- Stated exercise: Gather each line in the records below that contains the string "building" and copy those lines out.

- Records from a dataset:
|---|
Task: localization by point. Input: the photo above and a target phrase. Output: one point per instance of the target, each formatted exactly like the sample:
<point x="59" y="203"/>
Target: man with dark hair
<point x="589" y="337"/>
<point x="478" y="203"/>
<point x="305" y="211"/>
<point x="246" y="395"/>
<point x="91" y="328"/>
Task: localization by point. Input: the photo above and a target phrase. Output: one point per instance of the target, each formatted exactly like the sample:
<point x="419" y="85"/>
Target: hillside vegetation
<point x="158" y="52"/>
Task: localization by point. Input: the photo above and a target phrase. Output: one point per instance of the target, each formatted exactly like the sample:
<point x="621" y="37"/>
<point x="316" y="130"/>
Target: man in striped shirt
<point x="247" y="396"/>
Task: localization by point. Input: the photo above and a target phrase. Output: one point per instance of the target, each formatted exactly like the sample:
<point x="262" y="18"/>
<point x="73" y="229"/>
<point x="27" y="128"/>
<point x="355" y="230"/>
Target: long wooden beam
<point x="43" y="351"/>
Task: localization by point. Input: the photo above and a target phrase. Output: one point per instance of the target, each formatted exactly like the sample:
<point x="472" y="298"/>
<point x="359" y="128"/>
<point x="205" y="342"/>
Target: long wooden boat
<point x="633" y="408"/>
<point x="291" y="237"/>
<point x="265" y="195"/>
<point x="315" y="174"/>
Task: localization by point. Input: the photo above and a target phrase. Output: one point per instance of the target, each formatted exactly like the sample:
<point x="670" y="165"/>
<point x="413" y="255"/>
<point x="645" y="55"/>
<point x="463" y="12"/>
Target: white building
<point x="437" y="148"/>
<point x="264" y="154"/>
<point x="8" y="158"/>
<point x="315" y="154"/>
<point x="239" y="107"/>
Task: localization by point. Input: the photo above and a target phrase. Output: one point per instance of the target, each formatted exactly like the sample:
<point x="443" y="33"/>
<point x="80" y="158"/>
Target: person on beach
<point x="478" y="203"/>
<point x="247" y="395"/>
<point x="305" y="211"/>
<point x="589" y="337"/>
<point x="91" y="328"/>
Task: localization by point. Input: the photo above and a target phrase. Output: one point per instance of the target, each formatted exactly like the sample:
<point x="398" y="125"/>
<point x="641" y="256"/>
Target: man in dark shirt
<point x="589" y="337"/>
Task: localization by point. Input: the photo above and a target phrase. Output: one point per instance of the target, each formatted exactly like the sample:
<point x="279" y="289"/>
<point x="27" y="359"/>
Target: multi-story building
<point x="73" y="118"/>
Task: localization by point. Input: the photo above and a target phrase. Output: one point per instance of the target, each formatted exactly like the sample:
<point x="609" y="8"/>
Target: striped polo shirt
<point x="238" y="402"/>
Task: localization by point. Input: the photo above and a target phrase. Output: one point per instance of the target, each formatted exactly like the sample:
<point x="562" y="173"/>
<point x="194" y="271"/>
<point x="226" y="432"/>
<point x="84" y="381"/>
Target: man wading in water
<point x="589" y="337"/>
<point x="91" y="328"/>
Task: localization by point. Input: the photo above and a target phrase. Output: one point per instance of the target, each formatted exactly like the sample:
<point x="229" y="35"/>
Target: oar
|---|
- Final answer:
Target: white building
Target: multi-story building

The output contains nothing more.